● **Source data**
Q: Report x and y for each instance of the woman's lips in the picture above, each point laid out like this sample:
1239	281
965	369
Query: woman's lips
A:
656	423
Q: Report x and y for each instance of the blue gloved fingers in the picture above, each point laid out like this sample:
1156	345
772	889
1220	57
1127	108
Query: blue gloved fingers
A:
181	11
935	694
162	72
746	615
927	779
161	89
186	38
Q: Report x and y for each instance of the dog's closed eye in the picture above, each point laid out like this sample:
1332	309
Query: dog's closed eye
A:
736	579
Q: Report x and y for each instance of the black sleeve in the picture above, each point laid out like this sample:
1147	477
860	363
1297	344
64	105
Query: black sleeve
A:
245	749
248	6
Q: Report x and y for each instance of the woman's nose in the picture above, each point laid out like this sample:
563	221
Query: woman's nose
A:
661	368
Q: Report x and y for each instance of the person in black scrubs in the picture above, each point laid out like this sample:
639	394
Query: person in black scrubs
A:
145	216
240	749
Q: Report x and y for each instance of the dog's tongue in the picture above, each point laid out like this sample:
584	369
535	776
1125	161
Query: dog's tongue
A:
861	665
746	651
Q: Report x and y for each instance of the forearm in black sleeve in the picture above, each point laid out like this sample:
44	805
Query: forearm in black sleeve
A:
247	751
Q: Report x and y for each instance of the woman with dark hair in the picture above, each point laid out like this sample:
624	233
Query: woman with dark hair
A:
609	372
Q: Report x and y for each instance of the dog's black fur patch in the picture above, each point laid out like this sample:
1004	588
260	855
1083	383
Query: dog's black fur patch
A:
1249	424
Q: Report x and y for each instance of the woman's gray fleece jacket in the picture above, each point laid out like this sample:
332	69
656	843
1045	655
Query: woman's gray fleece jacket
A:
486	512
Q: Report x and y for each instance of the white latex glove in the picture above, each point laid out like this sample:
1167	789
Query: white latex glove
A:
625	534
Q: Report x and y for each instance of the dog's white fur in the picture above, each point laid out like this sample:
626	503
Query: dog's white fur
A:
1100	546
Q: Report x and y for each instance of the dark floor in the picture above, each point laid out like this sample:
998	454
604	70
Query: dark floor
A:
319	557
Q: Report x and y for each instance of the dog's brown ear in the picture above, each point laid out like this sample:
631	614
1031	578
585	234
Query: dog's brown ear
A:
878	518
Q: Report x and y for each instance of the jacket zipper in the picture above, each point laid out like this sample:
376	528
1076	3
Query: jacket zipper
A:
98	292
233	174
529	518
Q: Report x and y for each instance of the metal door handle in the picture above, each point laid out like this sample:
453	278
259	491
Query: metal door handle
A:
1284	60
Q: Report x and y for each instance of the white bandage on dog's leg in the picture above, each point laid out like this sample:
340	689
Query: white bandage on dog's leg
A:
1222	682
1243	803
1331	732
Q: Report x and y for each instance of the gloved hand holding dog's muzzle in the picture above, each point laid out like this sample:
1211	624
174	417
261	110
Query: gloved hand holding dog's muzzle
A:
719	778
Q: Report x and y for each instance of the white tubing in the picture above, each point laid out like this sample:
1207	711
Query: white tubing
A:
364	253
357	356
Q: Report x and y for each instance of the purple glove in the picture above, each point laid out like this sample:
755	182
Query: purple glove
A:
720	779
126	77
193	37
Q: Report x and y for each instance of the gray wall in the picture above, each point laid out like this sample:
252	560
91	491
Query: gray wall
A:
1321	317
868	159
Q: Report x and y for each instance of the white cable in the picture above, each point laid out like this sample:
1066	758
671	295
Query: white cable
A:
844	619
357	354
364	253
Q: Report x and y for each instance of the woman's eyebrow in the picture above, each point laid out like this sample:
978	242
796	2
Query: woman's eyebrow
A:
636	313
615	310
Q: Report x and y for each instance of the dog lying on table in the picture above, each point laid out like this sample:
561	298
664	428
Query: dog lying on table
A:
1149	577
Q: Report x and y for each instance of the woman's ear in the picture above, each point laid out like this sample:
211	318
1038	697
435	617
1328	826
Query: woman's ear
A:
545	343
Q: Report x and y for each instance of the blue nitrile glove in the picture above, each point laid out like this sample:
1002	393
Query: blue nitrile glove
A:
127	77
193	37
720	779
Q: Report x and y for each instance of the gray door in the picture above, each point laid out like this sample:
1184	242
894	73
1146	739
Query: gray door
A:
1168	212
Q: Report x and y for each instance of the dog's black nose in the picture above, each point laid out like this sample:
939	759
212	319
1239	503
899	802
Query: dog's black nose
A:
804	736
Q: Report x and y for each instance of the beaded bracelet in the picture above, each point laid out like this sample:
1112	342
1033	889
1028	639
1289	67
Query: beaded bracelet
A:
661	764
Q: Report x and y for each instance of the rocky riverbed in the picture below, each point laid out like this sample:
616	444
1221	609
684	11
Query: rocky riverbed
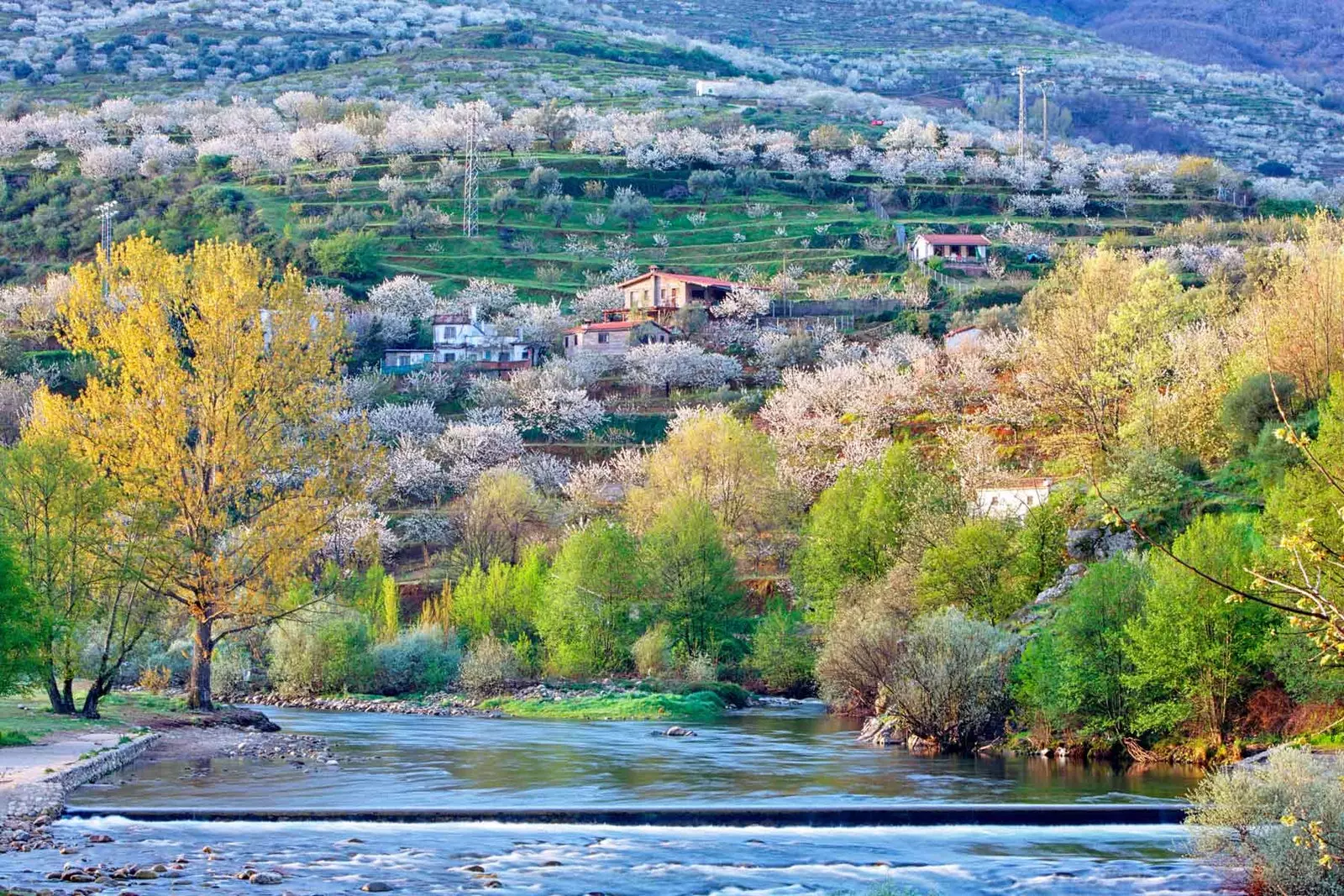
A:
228	734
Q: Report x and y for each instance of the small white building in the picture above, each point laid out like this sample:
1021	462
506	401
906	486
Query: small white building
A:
613	338
958	249
1012	499
464	338
709	87
963	338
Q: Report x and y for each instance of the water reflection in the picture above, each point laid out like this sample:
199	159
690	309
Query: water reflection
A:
757	757
643	862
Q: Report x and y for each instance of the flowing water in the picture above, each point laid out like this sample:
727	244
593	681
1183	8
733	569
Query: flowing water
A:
759	758
763	757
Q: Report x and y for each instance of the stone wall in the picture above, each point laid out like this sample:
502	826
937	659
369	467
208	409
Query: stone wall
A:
47	795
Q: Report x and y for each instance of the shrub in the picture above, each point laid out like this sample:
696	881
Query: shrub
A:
354	254
1254	403
230	672
156	680
781	653
488	667
423	660
701	667
949	679
329	656
857	658
175	658
654	652
1277	825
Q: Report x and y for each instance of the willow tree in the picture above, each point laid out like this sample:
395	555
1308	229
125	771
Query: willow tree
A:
215	402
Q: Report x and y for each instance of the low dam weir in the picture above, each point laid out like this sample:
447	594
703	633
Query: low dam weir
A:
922	815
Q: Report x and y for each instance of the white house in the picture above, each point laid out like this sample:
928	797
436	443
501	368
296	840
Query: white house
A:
1012	499
709	87
963	338
464	338
958	249
659	293
613	338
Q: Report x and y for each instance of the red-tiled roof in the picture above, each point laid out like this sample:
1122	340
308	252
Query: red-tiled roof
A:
608	327
954	239
685	278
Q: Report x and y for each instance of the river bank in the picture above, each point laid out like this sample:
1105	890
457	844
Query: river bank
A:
37	778
604	700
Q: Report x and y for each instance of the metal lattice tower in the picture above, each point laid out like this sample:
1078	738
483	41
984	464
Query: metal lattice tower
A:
1021	113
470	199
108	211
1045	114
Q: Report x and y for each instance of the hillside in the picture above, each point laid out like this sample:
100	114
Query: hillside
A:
956	62
1301	40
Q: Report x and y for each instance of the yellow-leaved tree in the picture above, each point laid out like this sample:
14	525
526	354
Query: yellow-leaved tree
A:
215	401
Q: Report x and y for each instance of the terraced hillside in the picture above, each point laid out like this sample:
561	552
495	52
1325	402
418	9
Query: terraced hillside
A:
961	54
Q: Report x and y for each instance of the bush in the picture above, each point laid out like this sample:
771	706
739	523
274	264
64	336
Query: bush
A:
230	671
331	656
781	653
652	652
949	679
423	660
1254	403
156	680
488	668
857	658
1278	825
175	658
351	254
701	667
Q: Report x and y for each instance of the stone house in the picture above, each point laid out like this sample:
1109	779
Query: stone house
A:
613	338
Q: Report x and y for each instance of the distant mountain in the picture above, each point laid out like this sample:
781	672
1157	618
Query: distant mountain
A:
1303	40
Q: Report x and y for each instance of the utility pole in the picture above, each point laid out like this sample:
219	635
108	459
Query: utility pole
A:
1021	114
108	211
470	201
1045	113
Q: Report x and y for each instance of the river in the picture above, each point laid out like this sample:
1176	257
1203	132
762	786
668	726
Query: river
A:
786	758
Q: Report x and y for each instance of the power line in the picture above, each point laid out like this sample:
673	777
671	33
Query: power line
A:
108	211
1021	114
470	199
1045	113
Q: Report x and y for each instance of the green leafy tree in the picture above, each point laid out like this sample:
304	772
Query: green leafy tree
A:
691	575
707	184
503	600
19	660
750	181
1041	543
558	207
349	254
631	207
591	613
781	652
974	570
1074	672
1194	651
1257	402
874	516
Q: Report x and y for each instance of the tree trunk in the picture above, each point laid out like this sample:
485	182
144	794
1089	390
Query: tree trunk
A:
58	701
96	691
198	685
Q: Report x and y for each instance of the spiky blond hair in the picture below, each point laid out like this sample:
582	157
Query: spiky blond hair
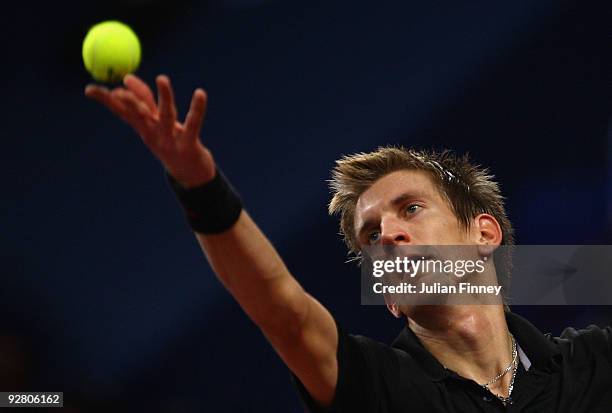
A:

● **What to work on**
Convert the records into a JSON list of strings, starting with the line that contains "the stone house" and going on through the end of the records. Use one string per line, and leave out blank lines and pictures.

● **Solved exercise**
[
  "Q: Report x and y for each instance of the stone house in the picture above, each point laid out like this sample:",
  "1109\t779",
  "Query: stone house",
  "A:",
  "613\t338",
  "Q: Report x and y for each instance of the distant mountain in the picture above, each point laid out like this sample:",
  "781\t672",
  "1157\t618",
  "Query: distant mountain",
  "A:",
  "1303\t40",
  "Q: Report x and y for each instance of the utility pole in the picture above, each point laid out like this sample:",
  "219\t635",
  "108\t459",
  "Query: utility pole",
  "A:",
  "1021\t114",
  "108\t211",
  "470\t201",
  "1045\t113",
  "Q: Report x and y for each instance of the river in the picture above, each point laid out like this sample:",
  "1176\t257",
  "1203\t132",
  "762\t786",
  "668\t726",
  "Query: river",
  "A:",
  "786\t758",
  "Q: Report x and y for each instance of the power line in the picture above, each point laid out like this sample:",
  "673\t777",
  "671\t33",
  "Query: power line",
  "A:",
  "108\t211",
  "1021\t114",
  "470\t199",
  "1045\t113",
  "Q: Report x and y for each instance of the green leafy tree in the picture above, each point laid out like this sample:",
  "304\t772",
  "Query: green leafy tree",
  "A:",
  "691\t575",
  "707\t184",
  "503\t600",
  "19\t660",
  "750\t181",
  "1041\t543",
  "558\t207",
  "349\t254",
  "631\t207",
  "591\t613",
  "781\t652",
  "974\t570",
  "1074\t672",
  "1194\t651",
  "1257\t402",
  "874\t516",
  "Q: Report x and y for each instance of the tree trunk in the picture above, each point laid out like this sample:",
  "485\t182",
  "144\t794",
  "1089\t390",
  "Query: tree trunk",
  "A:",
  "58\t701",
  "96\t691",
  "198\t685",
  "Q: Report x and y for each instance of the spiky blond hair in the picture below, each point laid out like this sample:",
  "582\t157",
  "Query: spiky blond hair",
  "A:"
]